WARNING:tensorflow:Compiled the loaded model, but the compiled metrics have yet to be built. `model.compile_metrics` will be empty until you train or evaluate the model.
INFO:tensorflow:Assets written to: ./models/generator/assets
WARNING:tensorflow:Compiled the loaded model, but the compiled metrics have yet to be built. `model.compile_metrics` will be empty until you train or evaluate the model.
INFO:tensorflow:Assets written to: ./models/discriminator/assets

WARNING:tensorflow:Compiled the loaded model, but the compiled metrics have yet to be built. `model.compile_metrics` will be empty until you train or evaluate the model.
INFO:tensorflow:Assets written to: ./models/generator/assets
WARNING:tensorflow:Compiled the loaded model, but the compiled metrics have yet to be built. `model.compile_metrics` will be empty until you train or evaluate the model.
INFO:tensorflow:Assets written to: ./models/discriminator/assets

3. Analysing the GAN

We can see some examples of images produced by the GAN.

(I don’t have a GPU so training is slow and I only trained 100 epochs… they’re a bit crap)

# Sample some points in the latent space, from the standard normal distribution
grid_width, grid_height = (10, 3)
z_sample = np.random.normal(size=(grid_width * grid_height, Z_DIM))

# Decode the sampled points
reconstructions = generator.predict(z_sample)

# Draw a plot of decoded images
fig = plt.figure(figsize=(18, 5))
fig.subplots_adjust(hspace=0.4, wspace=0.4)

# Output the grid of faces
for i in range(grid_width * grid_height):
    ax = fig.add_subplot(grid_height, grid_width, i + 1)

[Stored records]
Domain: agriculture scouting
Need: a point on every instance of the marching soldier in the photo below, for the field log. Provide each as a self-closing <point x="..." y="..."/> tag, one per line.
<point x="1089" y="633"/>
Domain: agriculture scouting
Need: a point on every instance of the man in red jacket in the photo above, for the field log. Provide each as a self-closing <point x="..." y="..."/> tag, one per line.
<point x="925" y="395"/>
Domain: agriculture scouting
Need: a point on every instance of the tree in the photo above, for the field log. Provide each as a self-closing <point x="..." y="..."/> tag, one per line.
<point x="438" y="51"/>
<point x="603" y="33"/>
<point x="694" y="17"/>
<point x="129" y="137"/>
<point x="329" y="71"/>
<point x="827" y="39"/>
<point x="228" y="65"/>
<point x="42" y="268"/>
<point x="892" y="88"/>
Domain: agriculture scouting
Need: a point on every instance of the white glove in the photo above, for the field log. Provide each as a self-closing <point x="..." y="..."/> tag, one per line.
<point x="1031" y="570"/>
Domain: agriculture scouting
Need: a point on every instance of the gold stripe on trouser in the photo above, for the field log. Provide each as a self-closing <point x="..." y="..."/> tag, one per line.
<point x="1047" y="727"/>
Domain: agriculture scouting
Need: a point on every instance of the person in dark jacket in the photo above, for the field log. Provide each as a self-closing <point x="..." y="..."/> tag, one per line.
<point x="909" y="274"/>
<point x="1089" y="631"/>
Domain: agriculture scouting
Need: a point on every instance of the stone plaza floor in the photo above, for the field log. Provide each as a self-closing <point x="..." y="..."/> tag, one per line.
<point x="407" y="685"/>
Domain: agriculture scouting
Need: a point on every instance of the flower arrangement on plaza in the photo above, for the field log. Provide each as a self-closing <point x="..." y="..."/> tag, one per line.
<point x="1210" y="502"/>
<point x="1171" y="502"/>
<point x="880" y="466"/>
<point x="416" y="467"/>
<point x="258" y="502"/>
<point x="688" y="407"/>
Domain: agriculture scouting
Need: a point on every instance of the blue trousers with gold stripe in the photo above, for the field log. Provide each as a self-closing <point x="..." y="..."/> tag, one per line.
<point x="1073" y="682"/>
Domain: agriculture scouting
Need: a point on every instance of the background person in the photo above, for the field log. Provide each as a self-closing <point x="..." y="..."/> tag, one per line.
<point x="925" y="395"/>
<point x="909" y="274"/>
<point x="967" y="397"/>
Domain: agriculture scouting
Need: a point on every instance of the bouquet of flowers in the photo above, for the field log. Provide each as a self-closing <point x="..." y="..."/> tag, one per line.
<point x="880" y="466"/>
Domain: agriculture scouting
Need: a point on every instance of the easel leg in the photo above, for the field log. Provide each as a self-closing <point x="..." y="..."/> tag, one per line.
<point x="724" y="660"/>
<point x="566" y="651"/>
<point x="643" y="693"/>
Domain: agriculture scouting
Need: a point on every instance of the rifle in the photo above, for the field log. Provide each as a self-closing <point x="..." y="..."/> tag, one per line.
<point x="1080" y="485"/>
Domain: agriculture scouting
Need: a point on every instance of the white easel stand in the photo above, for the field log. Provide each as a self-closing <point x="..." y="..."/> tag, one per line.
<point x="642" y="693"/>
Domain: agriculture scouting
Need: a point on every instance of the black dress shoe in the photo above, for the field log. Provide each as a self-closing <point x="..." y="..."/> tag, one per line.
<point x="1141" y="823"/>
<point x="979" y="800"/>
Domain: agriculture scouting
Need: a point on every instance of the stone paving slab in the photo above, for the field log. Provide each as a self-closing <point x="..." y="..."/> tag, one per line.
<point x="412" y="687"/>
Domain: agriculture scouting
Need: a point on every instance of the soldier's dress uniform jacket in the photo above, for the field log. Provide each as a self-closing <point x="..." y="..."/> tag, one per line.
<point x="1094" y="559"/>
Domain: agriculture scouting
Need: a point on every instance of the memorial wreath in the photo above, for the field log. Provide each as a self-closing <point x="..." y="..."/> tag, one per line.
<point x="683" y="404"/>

Exercises to complete –
**a.** Answer these questions using the GAN passage:
(i) Into which two directories does the log say assets were written?
(ii) How many epochs did the author train for?
(iii) What values are assigned to grid_width and grid_height?
**b.** Proceed with the GAN passage, picking up right after its last line of code.

Results –
**a.**
(i) ./models/generator/assets and ./models/discriminator/assets
(ii) 100
(iii) grid_width is 10 and grid_height is 3

**b.**
    ax.axis("off")
    ax.imshow(reconstructions[i, :, :], cmap="Greys")

We also want to make sure a generative model doesn’t simply recreate images that are already in the training set.

As a sanity check, we plot some generated images and the closest training images (using the L1 distance). This confirms that the generator is able to understand high-level features, even though we didn’t provide anything other than raw pixels, and it can generate examples distinct from those encountered before.

def compare_images(img1, img2):
    return np.mean(np.abs(img1 - img2))

all_data = []
for i in train.as_numpy_iterator():
    all_data.extend(i)
all_data = np.array(all_data)

# Plot the images
r, c = 3, 5
fig, axs = plt.subplots(r, c, figsize=(10, 6))
fig.suptitle("Generated images", fontsize=20)

noise = np.random.normal(size=(r * c, Z_DIM))
gen_imgs = generator.predict(noise)

cnt = 0
for i in range(r):
    for j in range(c):
        axs[i, j].imshow(gen_imgs[cnt], cmap="gray_r")
        axs[i, j].axis("off")
        cnt += 1

plt.show()

1/1 [==============================] - 0s 80ms/step

fig, axs = plt.subplots(r, c, figsize=(10, 6))
fig.suptitle("Closest images in the training set", fontsize=20)

cnt = 0
for i in range(r):
    for j in range(c):
        c_diff = 99999
        c_img = None
        for k_idx, k in enumerate(all_data):
            diff = compare_images(gen_imgs[cnt], k)
            if diff < c_diff:
                c_img = np.copy(k)
                c_diff = diff
        axs[i, j].imshow(c_img, cmap="gray_r")
        axs[i, j].axis("off")
        cnt += 1

plt.show()

4. GAN Training Tips

GANs are notoriously difficult to train because there is a balancing act between the generator and discriminator; neither should grow so strong that it overpowers the other.

4.1. Discriminator Overpowers Generator

The discriminator can always spot the fakes, so the signal from the loss function becomes too weak to cause any meaningful improvements in the generator.

In the extreme case, the discriminator distinguishes fakes perfectly, so gradients vanish and no training takes place.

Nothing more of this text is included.